_Exercise aim_
Please find each line in the data below that contains the word "backdrop" and copy those lines out. Case counts.

_Dataset records_
──────
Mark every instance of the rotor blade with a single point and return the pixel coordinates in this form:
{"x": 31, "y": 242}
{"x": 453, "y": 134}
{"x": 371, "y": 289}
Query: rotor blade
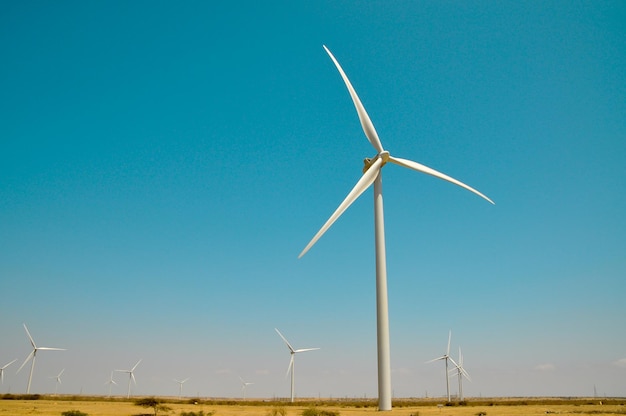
{"x": 285, "y": 339}
{"x": 436, "y": 359}
{"x": 26, "y": 360}
{"x": 366, "y": 180}
{"x": 32, "y": 341}
{"x": 133, "y": 369}
{"x": 306, "y": 349}
{"x": 366, "y": 123}
{"x": 425, "y": 169}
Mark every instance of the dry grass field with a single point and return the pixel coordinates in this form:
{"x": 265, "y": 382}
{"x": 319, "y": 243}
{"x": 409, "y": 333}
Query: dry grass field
{"x": 51, "y": 406}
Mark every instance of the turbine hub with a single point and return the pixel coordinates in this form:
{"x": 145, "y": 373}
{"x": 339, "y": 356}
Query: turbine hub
{"x": 367, "y": 162}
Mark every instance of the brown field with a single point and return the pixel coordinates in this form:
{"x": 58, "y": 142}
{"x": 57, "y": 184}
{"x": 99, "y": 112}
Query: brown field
{"x": 94, "y": 406}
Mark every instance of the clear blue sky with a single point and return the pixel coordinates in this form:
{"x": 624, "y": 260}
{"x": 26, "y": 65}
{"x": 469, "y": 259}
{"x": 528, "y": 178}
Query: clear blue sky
{"x": 162, "y": 165}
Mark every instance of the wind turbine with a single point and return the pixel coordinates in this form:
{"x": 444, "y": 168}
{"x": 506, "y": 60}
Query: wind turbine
{"x": 372, "y": 173}
{"x": 292, "y": 364}
{"x": 460, "y": 372}
{"x": 110, "y": 383}
{"x": 180, "y": 390}
{"x": 58, "y": 381}
{"x": 131, "y": 376}
{"x": 244, "y": 385}
{"x": 33, "y": 355}
{"x": 445, "y": 357}
{"x": 2, "y": 370}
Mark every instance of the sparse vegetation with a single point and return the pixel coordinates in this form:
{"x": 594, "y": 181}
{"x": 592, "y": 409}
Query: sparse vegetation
{"x": 314, "y": 411}
{"x": 74, "y": 413}
{"x": 277, "y": 411}
{"x": 154, "y": 403}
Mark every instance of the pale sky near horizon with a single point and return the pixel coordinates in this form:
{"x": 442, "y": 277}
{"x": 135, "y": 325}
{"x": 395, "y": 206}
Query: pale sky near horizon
{"x": 162, "y": 165}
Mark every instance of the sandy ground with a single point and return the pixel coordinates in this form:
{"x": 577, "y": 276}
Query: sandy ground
{"x": 47, "y": 407}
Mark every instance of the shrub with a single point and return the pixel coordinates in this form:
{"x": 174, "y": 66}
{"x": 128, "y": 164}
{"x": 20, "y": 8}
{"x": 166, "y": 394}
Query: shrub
{"x": 73, "y": 413}
{"x": 314, "y": 411}
{"x": 277, "y": 411}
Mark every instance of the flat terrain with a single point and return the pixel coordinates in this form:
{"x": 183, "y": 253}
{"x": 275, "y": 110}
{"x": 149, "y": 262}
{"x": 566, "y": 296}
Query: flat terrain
{"x": 49, "y": 406}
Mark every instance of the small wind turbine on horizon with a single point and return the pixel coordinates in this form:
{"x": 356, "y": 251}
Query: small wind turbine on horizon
{"x": 244, "y": 385}
{"x": 33, "y": 356}
{"x": 460, "y": 372}
{"x": 292, "y": 364}
{"x": 2, "y": 370}
{"x": 110, "y": 383}
{"x": 131, "y": 376}
{"x": 372, "y": 174}
{"x": 180, "y": 390}
{"x": 445, "y": 357}
{"x": 57, "y": 381}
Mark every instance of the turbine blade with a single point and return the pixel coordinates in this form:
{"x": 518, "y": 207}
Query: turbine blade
{"x": 32, "y": 341}
{"x": 285, "y": 339}
{"x": 306, "y": 349}
{"x": 429, "y": 171}
{"x": 26, "y": 360}
{"x": 366, "y": 123}
{"x": 366, "y": 180}
{"x": 133, "y": 369}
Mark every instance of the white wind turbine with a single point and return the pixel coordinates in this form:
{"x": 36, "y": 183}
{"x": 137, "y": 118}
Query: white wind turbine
{"x": 445, "y": 357}
{"x": 58, "y": 381}
{"x": 131, "y": 376}
{"x": 2, "y": 370}
{"x": 372, "y": 173}
{"x": 110, "y": 383}
{"x": 180, "y": 390}
{"x": 292, "y": 364}
{"x": 244, "y": 385}
{"x": 33, "y": 355}
{"x": 460, "y": 372}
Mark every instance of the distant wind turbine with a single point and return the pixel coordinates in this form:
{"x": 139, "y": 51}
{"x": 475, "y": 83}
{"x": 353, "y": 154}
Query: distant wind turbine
{"x": 180, "y": 390}
{"x": 292, "y": 364}
{"x": 244, "y": 385}
{"x": 131, "y": 376}
{"x": 33, "y": 356}
{"x": 58, "y": 381}
{"x": 445, "y": 357}
{"x": 460, "y": 372}
{"x": 372, "y": 173}
{"x": 2, "y": 370}
{"x": 110, "y": 383}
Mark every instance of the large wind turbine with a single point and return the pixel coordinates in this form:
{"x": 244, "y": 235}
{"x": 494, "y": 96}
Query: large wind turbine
{"x": 460, "y": 372}
{"x": 110, "y": 383}
{"x": 180, "y": 390}
{"x": 33, "y": 355}
{"x": 131, "y": 376}
{"x": 2, "y": 370}
{"x": 58, "y": 381}
{"x": 445, "y": 357}
{"x": 244, "y": 385}
{"x": 292, "y": 364}
{"x": 372, "y": 173}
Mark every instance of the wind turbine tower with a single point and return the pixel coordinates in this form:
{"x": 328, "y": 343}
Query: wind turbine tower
{"x": 131, "y": 376}
{"x": 33, "y": 356}
{"x": 292, "y": 364}
{"x": 372, "y": 174}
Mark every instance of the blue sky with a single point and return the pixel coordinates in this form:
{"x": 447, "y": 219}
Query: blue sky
{"x": 162, "y": 165}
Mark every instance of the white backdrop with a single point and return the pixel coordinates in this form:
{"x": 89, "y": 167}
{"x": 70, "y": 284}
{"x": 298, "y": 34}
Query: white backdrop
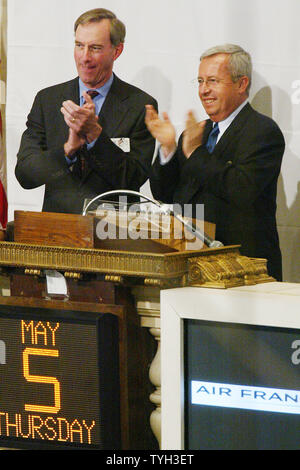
──────
_Problem solution_
Mark every instance of the white backdrop with a single point and return the pixel coordinates in this form:
Query: white backdrop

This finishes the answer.